*Source excerpt*.
[BEGIN]

Maintained by: NLnet Labs

[Unbound-users] unbound crashing on FreeBSD

Sergey Matveychuk
Fri Jan 31 14:42:56 CET 2014


Forward Robert's answer to the list.

31.01.2014 15:30, Robert N. M. Watson wrote:
> On 31 Jan 2014, at 01:43, Sergey Matveychuk <sem at FreeBSD.org> wrote:
>
>> +rwatson at FreeBSD.org
>>
>> Hello, Robert!
>>
>> Could you give us a hint about this problem with Capsicum and Unbound, please?
>
> I've added Pawel to the CC line in case he has any insights.
>
> Capability limits, in general, apply only to file descriptors that have been explicitly limited using cap_rights_limit(), implicitly as a result of accept() from a limited socket, or open via openat() on a limited directory descriptor. It seems like there's scope for several possible bugs here:
>
> (1) A previously undetected bug means that the wrong file descriptor (but correctly limited) is being passed to the system call -- it's just no one noticed before because waiting on the wrong event can have subtle-to-spot outcomes sometimes (whereas writing to the wrong file descriptor is more often obvious!).

[END]

*Stored data*.

[BEGIN]

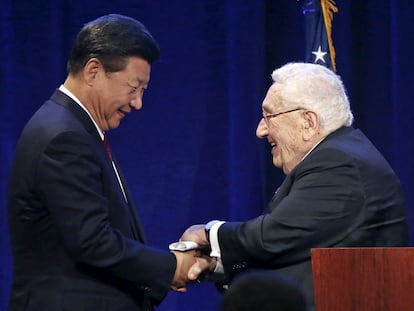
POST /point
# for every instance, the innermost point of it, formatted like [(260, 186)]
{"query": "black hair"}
[(112, 39)]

[END]

Copy the Unbound crash thread from "31.01.2014 15:30, Robert" to "has any insights.", substituting "Jonathan" for "Pawel".

31.01.2014 15:30, Robert N. M. Watson wrote:
> On 31 Jan 2014, at 01:43, Sergey Matveychuk <sem at FreeBSD.org> wrote:
>
>> +rwatson at FreeBSD.org
>>
>> Hello, Robert!
>>
>> Could you give us a hint about this problem with Capsicum and Unbound, please?
>
> I've added Jonathan to the CC line in case he has any insights.